Rendre le monde plus doux : tel est l’objectif on ne peut plus actuel de Brun de Vian-Tiran…et ce depuis 1808 ! La rédaction, de passage dans le Vaucluse, est allée à la rencontre de cette entreprise valorisant des matières naturelles d’exception (laine mérinos, alpaga, cachemire, etc.) tout en prônant une vision aussi singulière que précurseuse des trois piliers du développement durable. 

Au programme : visite de du musée et immersion dans la manufacture de cette PME – élue “plus belle entreprise familiale du monde” en 2023 – où se sont succédées huit générations. Spoiler : un prix amplement mérité tant cette découverte nous a effectivement donné espoir pour une industrie textile et un quotidien authentiquement plus doux !

 

LE CONTEXTE : L’EXPLOITATION DE L’ÉNERGIE HYDRAULIQUE DE LA SORGUE

 

C’est à l’Isle-Sur-La-Sorgue, ville natale de René Char, que l’aventure Brun de Vian-Tiran est née et poursuit encore aujourd’hui son activité. Surnommée la “Venise Comtadine” cette ville doit son essor aux cinq bras de la Sorgue qui la traversent, garantissant une énergie abondante puisqu’issue de la Fontaine de Vaucluse, première source d’Europe et troisième mondiale. Cette énergie hydraulique servit donc, dès l’époque romaine, par le biais de 150 roues à aube à mécaniser le foulage (technique visant à assouplir et adoucir une étoffe) des laines issues des élevages de moutons des plaines entourant Gordes.

- _Données fournies_:
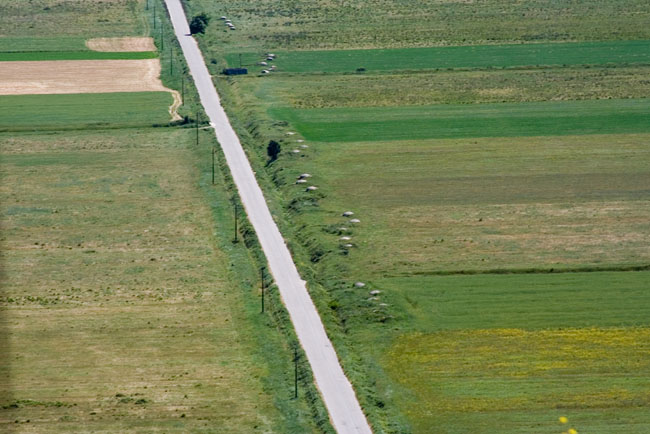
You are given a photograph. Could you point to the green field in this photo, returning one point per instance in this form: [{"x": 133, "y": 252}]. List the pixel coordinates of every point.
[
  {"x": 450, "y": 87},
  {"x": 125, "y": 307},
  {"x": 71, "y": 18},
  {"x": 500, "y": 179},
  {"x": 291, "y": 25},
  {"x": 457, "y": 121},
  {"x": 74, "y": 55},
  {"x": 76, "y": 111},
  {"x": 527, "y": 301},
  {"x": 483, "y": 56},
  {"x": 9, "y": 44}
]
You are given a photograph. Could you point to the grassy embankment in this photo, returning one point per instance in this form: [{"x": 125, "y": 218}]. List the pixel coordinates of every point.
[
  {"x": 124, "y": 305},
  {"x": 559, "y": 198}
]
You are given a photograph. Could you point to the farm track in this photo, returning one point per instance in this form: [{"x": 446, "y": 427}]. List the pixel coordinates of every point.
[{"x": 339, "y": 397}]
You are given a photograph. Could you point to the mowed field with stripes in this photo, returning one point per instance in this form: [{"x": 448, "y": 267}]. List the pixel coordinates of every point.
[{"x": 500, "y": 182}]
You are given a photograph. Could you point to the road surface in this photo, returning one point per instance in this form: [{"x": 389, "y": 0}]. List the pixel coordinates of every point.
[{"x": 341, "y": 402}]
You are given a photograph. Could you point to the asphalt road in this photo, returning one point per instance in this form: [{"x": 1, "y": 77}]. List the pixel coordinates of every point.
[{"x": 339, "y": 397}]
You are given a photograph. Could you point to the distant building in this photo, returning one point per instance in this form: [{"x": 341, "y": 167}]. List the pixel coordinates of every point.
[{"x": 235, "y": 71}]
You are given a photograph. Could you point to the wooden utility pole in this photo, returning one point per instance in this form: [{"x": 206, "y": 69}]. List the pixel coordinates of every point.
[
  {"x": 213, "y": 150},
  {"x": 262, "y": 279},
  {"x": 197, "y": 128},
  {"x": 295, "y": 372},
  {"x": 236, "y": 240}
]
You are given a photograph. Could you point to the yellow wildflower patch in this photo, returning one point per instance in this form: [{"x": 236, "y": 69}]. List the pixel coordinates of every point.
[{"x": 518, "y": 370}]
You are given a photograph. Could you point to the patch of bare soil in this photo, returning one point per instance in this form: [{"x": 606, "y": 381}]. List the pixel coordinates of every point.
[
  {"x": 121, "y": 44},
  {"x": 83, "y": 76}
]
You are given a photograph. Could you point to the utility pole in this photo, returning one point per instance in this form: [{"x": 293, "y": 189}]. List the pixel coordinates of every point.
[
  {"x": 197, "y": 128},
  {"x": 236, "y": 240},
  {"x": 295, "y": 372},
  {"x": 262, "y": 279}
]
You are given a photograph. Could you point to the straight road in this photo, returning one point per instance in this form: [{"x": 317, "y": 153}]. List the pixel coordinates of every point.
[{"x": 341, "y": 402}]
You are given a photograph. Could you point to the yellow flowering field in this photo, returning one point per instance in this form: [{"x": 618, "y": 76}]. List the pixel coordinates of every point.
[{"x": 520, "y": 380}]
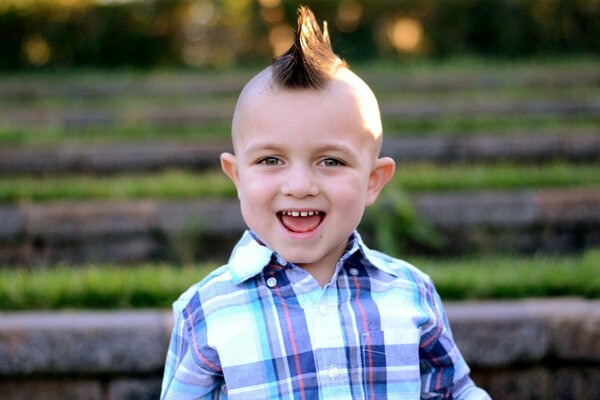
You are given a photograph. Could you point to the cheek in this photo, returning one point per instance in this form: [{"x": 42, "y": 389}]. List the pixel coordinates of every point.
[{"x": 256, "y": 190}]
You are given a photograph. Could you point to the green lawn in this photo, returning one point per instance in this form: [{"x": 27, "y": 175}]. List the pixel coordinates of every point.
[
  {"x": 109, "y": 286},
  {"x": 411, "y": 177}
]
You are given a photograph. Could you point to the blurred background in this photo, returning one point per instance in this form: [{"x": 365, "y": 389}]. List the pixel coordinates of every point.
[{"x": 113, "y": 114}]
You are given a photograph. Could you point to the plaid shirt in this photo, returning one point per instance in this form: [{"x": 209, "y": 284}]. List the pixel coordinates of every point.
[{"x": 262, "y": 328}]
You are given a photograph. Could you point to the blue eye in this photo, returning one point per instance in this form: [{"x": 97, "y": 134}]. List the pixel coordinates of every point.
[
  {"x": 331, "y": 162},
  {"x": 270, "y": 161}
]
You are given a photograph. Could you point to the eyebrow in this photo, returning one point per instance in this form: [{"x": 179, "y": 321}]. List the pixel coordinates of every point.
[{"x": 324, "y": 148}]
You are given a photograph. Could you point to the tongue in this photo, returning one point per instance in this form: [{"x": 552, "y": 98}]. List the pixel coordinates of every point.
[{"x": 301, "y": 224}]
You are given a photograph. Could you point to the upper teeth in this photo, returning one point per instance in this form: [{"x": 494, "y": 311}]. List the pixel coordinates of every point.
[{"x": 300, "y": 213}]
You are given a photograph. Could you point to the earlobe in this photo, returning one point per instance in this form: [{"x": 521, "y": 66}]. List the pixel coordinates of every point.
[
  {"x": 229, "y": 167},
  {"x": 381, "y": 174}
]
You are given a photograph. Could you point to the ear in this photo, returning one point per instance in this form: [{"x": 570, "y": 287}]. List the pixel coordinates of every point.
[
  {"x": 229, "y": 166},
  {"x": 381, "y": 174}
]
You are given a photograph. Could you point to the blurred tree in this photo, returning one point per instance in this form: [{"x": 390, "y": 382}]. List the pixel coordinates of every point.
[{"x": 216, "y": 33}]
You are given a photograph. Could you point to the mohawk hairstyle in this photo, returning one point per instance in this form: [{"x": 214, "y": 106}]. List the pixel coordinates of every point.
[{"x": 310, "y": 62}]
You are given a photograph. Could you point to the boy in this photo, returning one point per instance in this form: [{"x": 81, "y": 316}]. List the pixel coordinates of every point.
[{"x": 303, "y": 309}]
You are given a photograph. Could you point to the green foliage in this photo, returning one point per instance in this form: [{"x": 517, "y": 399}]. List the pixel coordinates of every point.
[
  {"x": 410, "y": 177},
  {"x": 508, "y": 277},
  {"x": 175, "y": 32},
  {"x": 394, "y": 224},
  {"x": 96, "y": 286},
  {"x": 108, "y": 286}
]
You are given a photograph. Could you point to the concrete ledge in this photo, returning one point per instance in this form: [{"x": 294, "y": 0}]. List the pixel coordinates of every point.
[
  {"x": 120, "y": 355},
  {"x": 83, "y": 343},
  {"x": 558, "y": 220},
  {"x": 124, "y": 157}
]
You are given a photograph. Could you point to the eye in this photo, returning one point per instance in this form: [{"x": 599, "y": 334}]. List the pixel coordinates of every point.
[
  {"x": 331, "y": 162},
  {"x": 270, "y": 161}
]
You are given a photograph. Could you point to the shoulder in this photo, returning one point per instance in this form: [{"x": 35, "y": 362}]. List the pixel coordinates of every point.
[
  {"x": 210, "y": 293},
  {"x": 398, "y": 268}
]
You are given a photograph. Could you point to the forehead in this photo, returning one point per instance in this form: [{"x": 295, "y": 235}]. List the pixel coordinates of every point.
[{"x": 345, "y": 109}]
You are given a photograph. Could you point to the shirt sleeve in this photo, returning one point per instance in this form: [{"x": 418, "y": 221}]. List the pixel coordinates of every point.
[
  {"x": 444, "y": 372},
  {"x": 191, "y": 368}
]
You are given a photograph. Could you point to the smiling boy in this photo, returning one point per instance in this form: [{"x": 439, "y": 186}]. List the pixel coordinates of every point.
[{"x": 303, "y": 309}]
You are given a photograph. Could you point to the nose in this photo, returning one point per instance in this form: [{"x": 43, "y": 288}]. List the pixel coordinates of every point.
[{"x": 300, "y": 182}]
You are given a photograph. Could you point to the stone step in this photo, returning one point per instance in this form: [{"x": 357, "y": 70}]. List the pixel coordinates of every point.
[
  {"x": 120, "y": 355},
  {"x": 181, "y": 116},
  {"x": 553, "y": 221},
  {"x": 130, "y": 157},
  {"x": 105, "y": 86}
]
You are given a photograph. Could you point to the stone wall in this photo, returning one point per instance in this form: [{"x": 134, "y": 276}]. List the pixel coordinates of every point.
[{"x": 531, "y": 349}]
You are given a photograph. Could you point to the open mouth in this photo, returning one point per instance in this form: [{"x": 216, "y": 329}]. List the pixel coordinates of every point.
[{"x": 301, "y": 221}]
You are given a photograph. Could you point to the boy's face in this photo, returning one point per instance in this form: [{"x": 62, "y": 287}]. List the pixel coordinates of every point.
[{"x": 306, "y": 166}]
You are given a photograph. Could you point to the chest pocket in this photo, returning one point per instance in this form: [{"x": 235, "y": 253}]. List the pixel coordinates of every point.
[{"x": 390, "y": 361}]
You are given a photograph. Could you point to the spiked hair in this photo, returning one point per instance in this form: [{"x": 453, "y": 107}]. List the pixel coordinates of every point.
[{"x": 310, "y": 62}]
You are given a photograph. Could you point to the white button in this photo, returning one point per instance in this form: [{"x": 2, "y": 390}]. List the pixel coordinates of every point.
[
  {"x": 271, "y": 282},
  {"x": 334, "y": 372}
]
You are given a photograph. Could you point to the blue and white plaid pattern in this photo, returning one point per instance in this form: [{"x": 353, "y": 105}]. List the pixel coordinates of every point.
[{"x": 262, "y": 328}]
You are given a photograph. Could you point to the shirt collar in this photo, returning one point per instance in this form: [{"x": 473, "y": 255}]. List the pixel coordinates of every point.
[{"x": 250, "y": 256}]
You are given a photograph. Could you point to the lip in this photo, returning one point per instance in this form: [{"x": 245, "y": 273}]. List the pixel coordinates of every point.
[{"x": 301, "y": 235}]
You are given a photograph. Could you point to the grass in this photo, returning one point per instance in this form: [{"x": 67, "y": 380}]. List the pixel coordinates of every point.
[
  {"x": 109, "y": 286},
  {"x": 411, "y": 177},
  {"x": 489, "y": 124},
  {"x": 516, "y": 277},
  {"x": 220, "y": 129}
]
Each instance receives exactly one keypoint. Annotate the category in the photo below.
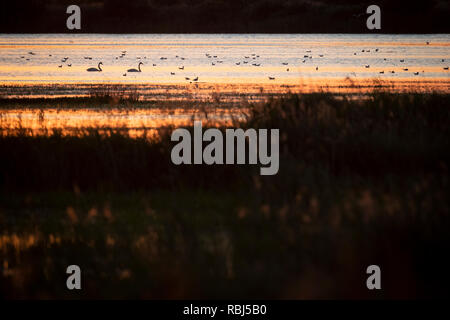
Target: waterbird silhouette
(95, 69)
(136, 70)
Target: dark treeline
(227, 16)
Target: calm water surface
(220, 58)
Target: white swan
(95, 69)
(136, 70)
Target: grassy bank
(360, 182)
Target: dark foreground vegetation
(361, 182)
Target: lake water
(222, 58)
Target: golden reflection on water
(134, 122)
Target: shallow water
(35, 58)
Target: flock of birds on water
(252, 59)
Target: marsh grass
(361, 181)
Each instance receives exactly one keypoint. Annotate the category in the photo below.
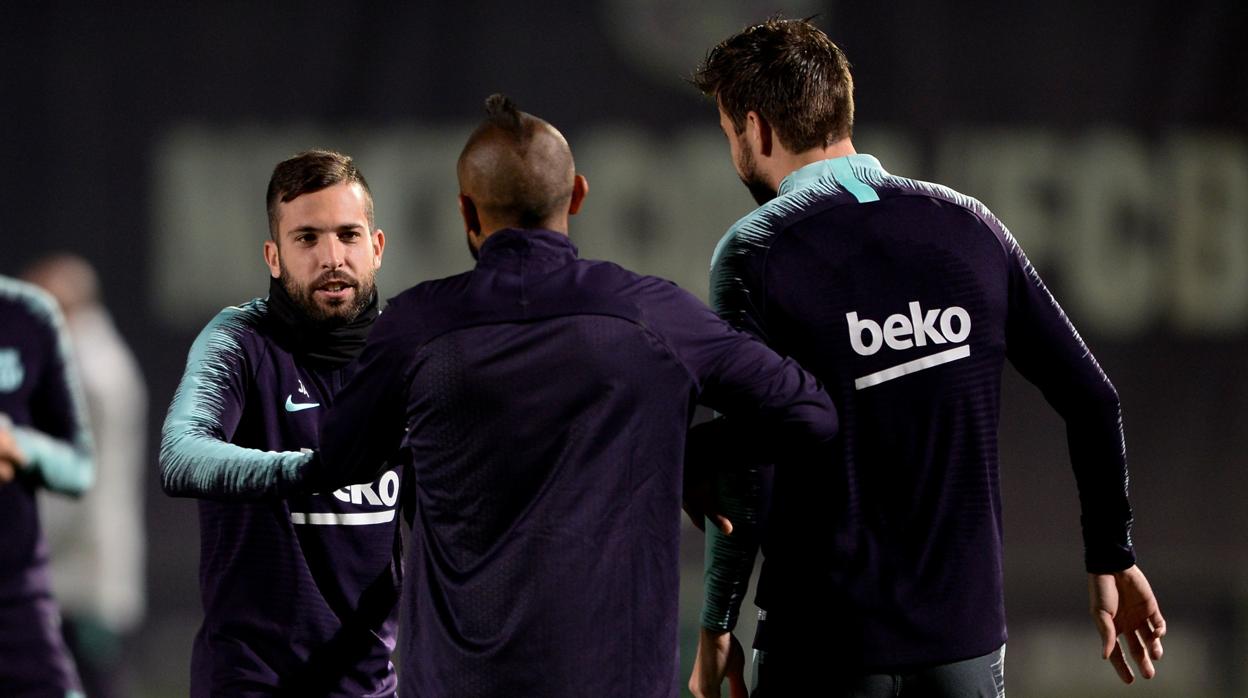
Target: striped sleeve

- _À compléter_:
1. Pouvez-vous restituer intégralement le texte sur Brun de Vian-Tiran, sans y changer quoi que ce soit ?
2. Pouvez-vous reprendre les lignes des enregistrements, de celle qui contient « Target: shallow water » jusqu'à la fin des enregistrements incluse, en remplaçant « Target » par « Cible » sans rien modifier d'autre et sans reproduire les images ?

- _Résultats_:
1.
Rendre le monde plus doux : tel est l’objectif on ne peut plus actuel de Brun de Vian-Tiran…et ce depuis 1808 ! La rédaction, de passage dans le Vaucluse, est allée à la rencontre de cette entreprise valorisant des matières naturelles d’exception (laine mérinos, alpaga, cachemire, etc.) tout en prônant une vision aussi singulière que précurseuse des trois piliers du développement durable. 

Au programme : visite de du musée et immersion dans la manufacture de cette PME – élue “plus belle entreprise familiale du monde” en 2023 – où se sont succédées huit générations. Spoiler : un prix amplement mérité tant cette découverte nous a effectivement donné espoir pour une industrie textile et un quotidien authentiquement plus doux !

 

LE CONTEXTE : L’EXPLOITATION DE L’ÉNERGIE HYDRAULIQUE DE LA SORGUE

 

C’est à l’Isle-Sur-La-Sorgue, ville natale de René Char, que l’aventure Brun de Vian-Tiran est née et poursuit encore aujourd’hui son activité. Surnommée la “Venise Comtadine” cette ville doit son essor aux cinq bras de la Sorgue qui la traversent, garantissant une énergie abondante puisqu’issue de la Fontaine de Vaucluse, première source d’Europe et troisième mondiale. Cette énergie hydraulique servit donc, dès l’époque romaine, par le biais de 150 roues à aube à mécaniser le foulage (technique visant à assouplir et adoucir une étoffe) des laines issues des élevages de moutons des plaines entourant Gordes.

2.
Cible: shallow water
(35, 58)
Cible: flock of birds on water
(252, 59)
Cible: marsh grass
(361, 181)
Each instance receives exactly one keypoint. Annotate the category in the photo below.
Cible: striped sleeve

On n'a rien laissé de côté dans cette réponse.